## TEXT FOR ANALYSIS
::::::

The third point of contention by TCAA is that tenants already can take their grievances to court, when they believe they have been unjustly evicted. But ACORN's evidence shows that most tenants don't. Legally, if a tenant is served a 30-day notice and then decides to sue the landlord, that tenant may stay in the unit for the duration of the lawsuit. The "unlawful detainer"procedure means that the court detains the premise until the issue hammers itself out. Should the tenant win, he or she can stay in the unit; should the tenant lose, the decision appears on the tenant's credit history--potentially damaging future tenancy.

According to Doherty and ACORN advocates, tenants usually never get this far, opting to move out before the end of 30 days or face an eviction on their credit record. Tenants can also move out before 30 days, return to the premises and see if the same landlord has raised the new occupant's rent. If so, those are grounds for a lawsuit. All these conditions, however, take time and money on the tenant's part. And there aren't that many lawyers willing to tackle such cases on their behalf.

::::::

## DATA EXTRACT
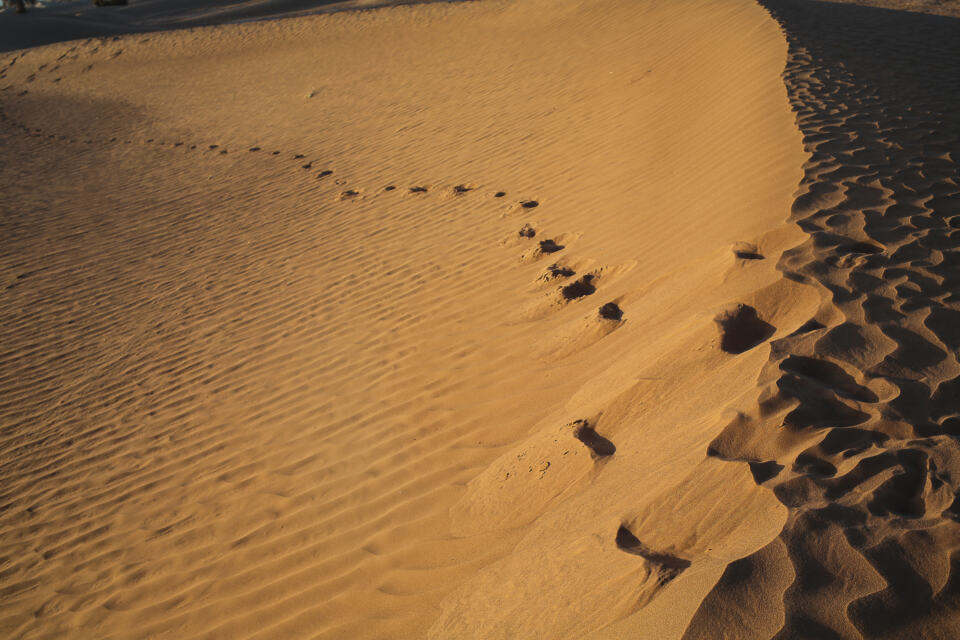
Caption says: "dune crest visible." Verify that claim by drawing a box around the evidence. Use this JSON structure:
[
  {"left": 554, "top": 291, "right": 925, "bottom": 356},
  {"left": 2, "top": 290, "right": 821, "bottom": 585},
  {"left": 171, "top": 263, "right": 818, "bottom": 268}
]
[
  {"left": 7, "top": 0, "right": 960, "bottom": 640},
  {"left": 685, "top": 0, "right": 960, "bottom": 639}
]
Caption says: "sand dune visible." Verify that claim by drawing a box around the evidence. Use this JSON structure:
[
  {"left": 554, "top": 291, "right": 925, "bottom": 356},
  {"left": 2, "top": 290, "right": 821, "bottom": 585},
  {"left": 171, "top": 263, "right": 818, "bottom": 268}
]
[
  {"left": 0, "top": 0, "right": 960, "bottom": 639},
  {"left": 687, "top": 0, "right": 960, "bottom": 638}
]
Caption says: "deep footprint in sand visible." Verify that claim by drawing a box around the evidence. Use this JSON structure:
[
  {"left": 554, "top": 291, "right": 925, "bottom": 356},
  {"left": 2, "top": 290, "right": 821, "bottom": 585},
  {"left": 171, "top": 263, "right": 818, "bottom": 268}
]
[
  {"left": 568, "top": 420, "right": 617, "bottom": 460},
  {"left": 714, "top": 304, "right": 776, "bottom": 354},
  {"left": 560, "top": 273, "right": 597, "bottom": 301}
]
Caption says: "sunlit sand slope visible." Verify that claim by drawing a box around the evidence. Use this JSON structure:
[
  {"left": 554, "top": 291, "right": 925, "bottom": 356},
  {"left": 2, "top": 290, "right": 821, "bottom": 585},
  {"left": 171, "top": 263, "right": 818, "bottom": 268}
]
[
  {"left": 687, "top": 0, "right": 960, "bottom": 638},
  {"left": 0, "top": 0, "right": 808, "bottom": 639}
]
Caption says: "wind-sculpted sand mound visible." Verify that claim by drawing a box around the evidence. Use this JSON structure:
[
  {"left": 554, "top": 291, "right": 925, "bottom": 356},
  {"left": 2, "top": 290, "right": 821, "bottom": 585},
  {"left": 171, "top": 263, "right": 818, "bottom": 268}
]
[
  {"left": 0, "top": 0, "right": 900, "bottom": 640},
  {"left": 686, "top": 0, "right": 960, "bottom": 638}
]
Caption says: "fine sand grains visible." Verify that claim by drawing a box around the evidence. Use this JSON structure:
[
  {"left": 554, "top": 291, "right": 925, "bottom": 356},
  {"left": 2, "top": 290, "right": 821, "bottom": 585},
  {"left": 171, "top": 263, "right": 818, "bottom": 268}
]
[
  {"left": 0, "top": 0, "right": 832, "bottom": 639},
  {"left": 685, "top": 0, "right": 960, "bottom": 639}
]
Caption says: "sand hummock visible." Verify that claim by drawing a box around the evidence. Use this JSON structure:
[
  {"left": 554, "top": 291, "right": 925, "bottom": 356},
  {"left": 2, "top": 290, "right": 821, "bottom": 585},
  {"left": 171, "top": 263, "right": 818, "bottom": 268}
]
[{"left": 0, "top": 0, "right": 960, "bottom": 640}]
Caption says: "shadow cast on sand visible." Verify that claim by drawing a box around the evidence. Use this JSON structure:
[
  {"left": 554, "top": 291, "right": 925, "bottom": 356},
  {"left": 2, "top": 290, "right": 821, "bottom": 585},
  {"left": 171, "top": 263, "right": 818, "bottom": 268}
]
[{"left": 686, "top": 0, "right": 960, "bottom": 639}]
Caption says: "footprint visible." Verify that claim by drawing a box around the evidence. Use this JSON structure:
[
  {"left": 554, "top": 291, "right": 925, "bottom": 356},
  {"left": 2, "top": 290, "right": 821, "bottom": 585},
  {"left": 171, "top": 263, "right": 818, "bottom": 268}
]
[
  {"left": 537, "top": 263, "right": 577, "bottom": 282},
  {"left": 597, "top": 302, "right": 623, "bottom": 322},
  {"left": 733, "top": 242, "right": 763, "bottom": 260},
  {"left": 616, "top": 524, "right": 690, "bottom": 572},
  {"left": 540, "top": 238, "right": 564, "bottom": 253},
  {"left": 567, "top": 420, "right": 617, "bottom": 460},
  {"left": 560, "top": 273, "right": 597, "bottom": 301},
  {"left": 714, "top": 304, "right": 776, "bottom": 353}
]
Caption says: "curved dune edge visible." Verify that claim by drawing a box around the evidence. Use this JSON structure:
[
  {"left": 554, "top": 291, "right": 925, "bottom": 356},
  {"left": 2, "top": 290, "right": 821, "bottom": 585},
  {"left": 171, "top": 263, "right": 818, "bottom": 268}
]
[
  {"left": 0, "top": 0, "right": 808, "bottom": 638},
  {"left": 685, "top": 0, "right": 960, "bottom": 639}
]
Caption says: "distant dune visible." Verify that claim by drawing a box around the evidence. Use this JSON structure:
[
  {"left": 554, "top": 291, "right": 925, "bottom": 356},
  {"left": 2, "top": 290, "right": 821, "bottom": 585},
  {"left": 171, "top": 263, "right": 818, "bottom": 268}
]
[{"left": 0, "top": 0, "right": 960, "bottom": 640}]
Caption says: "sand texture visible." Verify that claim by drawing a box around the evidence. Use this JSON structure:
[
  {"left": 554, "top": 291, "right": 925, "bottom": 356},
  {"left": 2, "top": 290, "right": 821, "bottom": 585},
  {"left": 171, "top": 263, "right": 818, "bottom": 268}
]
[{"left": 0, "top": 0, "right": 960, "bottom": 640}]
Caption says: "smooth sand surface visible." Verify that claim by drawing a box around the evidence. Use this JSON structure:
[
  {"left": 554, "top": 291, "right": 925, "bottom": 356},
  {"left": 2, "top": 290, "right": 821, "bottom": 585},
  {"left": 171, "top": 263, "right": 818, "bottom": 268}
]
[{"left": 0, "top": 0, "right": 960, "bottom": 640}]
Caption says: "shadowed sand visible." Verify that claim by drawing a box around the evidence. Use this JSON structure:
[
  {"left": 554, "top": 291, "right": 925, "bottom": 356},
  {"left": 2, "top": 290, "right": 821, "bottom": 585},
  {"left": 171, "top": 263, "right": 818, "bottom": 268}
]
[
  {"left": 0, "top": 0, "right": 960, "bottom": 640},
  {"left": 686, "top": 0, "right": 960, "bottom": 638}
]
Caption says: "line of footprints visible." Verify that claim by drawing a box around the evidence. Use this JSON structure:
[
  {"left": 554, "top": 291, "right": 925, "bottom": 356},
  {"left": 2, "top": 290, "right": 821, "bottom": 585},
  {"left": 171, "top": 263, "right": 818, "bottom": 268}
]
[{"left": 0, "top": 38, "right": 668, "bottom": 564}]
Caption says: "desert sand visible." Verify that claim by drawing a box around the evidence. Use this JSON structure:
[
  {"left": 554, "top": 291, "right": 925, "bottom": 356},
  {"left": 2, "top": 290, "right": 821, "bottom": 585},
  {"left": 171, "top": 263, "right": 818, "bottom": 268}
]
[{"left": 0, "top": 0, "right": 960, "bottom": 640}]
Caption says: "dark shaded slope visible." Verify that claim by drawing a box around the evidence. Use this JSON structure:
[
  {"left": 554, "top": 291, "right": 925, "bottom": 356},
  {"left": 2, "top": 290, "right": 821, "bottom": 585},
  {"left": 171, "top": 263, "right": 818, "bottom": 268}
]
[{"left": 686, "top": 5, "right": 960, "bottom": 639}]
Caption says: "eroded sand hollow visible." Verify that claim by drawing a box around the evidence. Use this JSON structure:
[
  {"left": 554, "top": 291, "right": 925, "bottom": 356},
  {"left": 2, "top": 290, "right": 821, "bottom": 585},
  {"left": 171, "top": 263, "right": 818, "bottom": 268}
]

::::::

Reproduce the portion of the eviction passage that begins at "According to Doherty" and stops after "on their behalf.".

## RESULT OF THIS TASK
According to Doherty and ACORN advocates, tenants usually never get this far, opting to move out before the end of 30 days or face an eviction on their credit record. Tenants can also move out before 30 days, return to the premises and see if the same landlord has raised the new occupant's rent. If so, those are grounds for a lawsuit. All these conditions, however, take time and money on the tenant's part. And there aren't that many lawyers willing to tackle such cases on their behalf.